# Start of Task inputs

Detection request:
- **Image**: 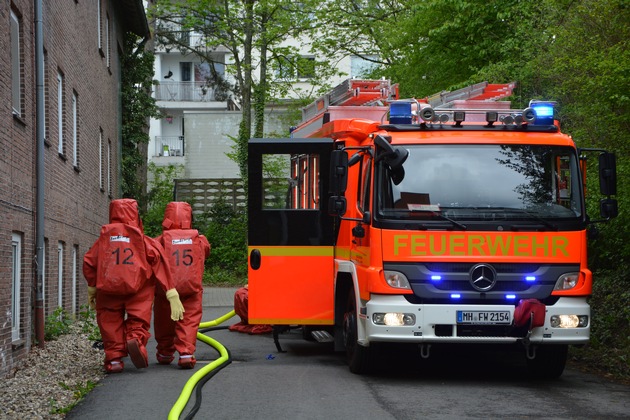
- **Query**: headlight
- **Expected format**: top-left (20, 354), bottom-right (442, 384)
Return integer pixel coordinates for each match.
top-left (549, 315), bottom-right (588, 328)
top-left (372, 312), bottom-right (416, 327)
top-left (553, 273), bottom-right (580, 290)
top-left (384, 270), bottom-right (411, 289)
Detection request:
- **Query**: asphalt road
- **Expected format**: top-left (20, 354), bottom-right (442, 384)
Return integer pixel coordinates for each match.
top-left (66, 290), bottom-right (630, 420)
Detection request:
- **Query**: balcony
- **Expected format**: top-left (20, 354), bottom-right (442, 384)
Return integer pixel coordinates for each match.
top-left (153, 136), bottom-right (184, 157)
top-left (155, 82), bottom-right (216, 102)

# End of Task inputs

Directions |
Convert every line of the entries above into one numbered list, skipping blank lines and leaving out the picture references.

Problem solution |
1. Detection request:
2. - **Image**: 
3. - **Query**: headlight
4. - **Expected format**: top-left (20, 354), bottom-right (442, 384)
5. Return integer pixel coordinates for each match.
6. top-left (549, 315), bottom-right (588, 328)
7. top-left (372, 312), bottom-right (416, 327)
8. top-left (553, 273), bottom-right (580, 290)
9. top-left (384, 270), bottom-right (411, 289)
10. Detection request:
11. - **Query**: asphalt road
12. - **Expected format**: top-left (20, 354), bottom-right (442, 384)
13. Return integer pixel coordinates for each match.
14. top-left (66, 290), bottom-right (630, 420)
15. Detection request:
16. - **Query**: balcony
17. - **Expected format**: top-left (20, 354), bottom-right (442, 384)
18. Return integer pixel coordinates for each match.
19. top-left (153, 136), bottom-right (184, 157)
20. top-left (155, 82), bottom-right (216, 102)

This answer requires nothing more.